■ PAGE TEXT:
·····

The six-foot-six Nyika, who was undefeated in 10 pro fights with nine KOs, wasn’t afraid to mix it up with Opetaia although had never fought beyond five rounds and took the fight on three weeks’ notice when obscure German campaigner Huseyin Cinkara suffered an ankle injury in training and had to pull out. He wobbled Opetaia in the second round in a fight that was an entertaining slugfest for as long as it lasted.
In round four, the champion but Nyika on the canvas with his patented right uppercut and then finished matters moments later with a combination climaxed with an explosive left hand. Nyika was unconscious before he hit the mat.
Opetaia’s promoter Eddie Hearn wants Opetaia to unify the title and then pursue a match with Oleksandr Usyk. Gilberto “Zurdo” Ramirez, a Golden Boy Promotions fighter, holds the WBA and WBO versions of the title and is expected to be Opetaia’s next opponent. The WBC diadem is in the hands of grizzled Badou Jack.
Other Fights of Note
Brisbane heavyweight Justis Huni (12-0, 7 KOs) wacked out overmatched South African import Shaun Potgieter (10-2), ending the contest at the 33-second mark of the second round. The 25-year-old, six-foot-four Huni turned pro in 2020 after losing a 3-round decision to two-time Olympic gold medalist Bakhodir Jalolov. There’s talk of matching him with England’s 20-year-old sensation Moses Itauma which would be a delicious pairing.
Eddie Hearn’s newest signee Teremoana Junior won his match even quicker, needing less than a minute to dismiss Osasu Otobo, a German heavyweight of Nigerian descent.
The six-foot-six Teremoana, who akin to Huni hails from Brisbane and turned pro after losing to the formidable Jalolov, has won all six of his pro fights by knockout while answering the bell for only eight rounds. He has an interesting lineage; his father is from the Cook Islands.
Rising 20-year-old Max “Money” McIntyre, a six-foot-three super middleweight, scored three knockdowns en route to a sixth-round stoppage of Abdulselam Saman, advancing his record to 7-0 (6 KOs). As one can surmise, McIntyre is a big fan of Floyd Mayweather.
The Opetaia-Nyika fight card aired on DAZN pay-per-view (39.99) in the Antipodes and just plain DAZN elsewhere.

·····

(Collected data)
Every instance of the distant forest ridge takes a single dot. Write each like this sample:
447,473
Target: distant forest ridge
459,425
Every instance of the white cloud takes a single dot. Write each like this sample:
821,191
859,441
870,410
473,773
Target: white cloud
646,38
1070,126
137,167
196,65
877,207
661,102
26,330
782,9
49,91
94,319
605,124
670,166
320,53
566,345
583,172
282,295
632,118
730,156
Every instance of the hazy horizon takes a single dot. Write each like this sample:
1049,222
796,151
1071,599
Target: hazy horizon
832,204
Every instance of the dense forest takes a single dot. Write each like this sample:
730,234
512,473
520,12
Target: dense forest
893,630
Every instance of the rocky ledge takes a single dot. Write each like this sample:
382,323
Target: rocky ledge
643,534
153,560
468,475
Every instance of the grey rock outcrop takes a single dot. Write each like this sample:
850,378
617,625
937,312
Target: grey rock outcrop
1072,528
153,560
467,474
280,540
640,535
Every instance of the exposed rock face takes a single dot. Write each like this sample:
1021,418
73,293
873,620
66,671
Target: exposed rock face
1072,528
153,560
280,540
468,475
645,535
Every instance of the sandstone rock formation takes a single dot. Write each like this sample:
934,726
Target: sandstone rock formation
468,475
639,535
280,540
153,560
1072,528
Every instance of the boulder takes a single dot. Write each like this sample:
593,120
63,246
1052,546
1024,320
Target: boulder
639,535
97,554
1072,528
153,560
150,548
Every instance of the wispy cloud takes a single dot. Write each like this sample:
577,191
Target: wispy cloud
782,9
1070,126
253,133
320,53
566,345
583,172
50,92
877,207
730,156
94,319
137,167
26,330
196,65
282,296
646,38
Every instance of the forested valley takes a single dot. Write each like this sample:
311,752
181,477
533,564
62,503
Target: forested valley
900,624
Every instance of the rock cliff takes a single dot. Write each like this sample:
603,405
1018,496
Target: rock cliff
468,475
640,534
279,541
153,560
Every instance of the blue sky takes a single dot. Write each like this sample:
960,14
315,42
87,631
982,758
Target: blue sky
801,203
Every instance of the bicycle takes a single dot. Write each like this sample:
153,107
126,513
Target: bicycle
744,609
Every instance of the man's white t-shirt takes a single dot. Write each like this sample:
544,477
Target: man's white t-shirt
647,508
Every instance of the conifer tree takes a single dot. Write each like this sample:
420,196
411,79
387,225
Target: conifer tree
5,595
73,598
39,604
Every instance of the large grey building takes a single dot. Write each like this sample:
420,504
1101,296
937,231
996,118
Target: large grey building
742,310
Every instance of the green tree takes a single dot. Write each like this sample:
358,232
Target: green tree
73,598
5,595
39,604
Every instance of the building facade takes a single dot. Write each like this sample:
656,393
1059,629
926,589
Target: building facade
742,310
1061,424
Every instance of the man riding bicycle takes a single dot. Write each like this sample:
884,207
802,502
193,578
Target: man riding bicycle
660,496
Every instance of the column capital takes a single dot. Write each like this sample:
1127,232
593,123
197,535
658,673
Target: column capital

·····

■ EXERCISE REQUIREMENTS:
1) Repeat the stretch of the boxing report from "The six-foot-six Teremoana, who" through "the Cook Islands.".
2) In the boxing report, why did Huseyin Cinkara have to pull out of the fight?
Work only from the boxing report.

■ LIST OF ANSWERS:
1)
The six-foot-six Teremoana, who akin to Huni hails from Brisbane and turned pro after losing to the formidable Jalolov, has won all six of his pro fights by knockout while answering the bell for only eight rounds. He has an interesting lineage; his father is from the Cook Islands.

2) He suffered an ankle injury in training.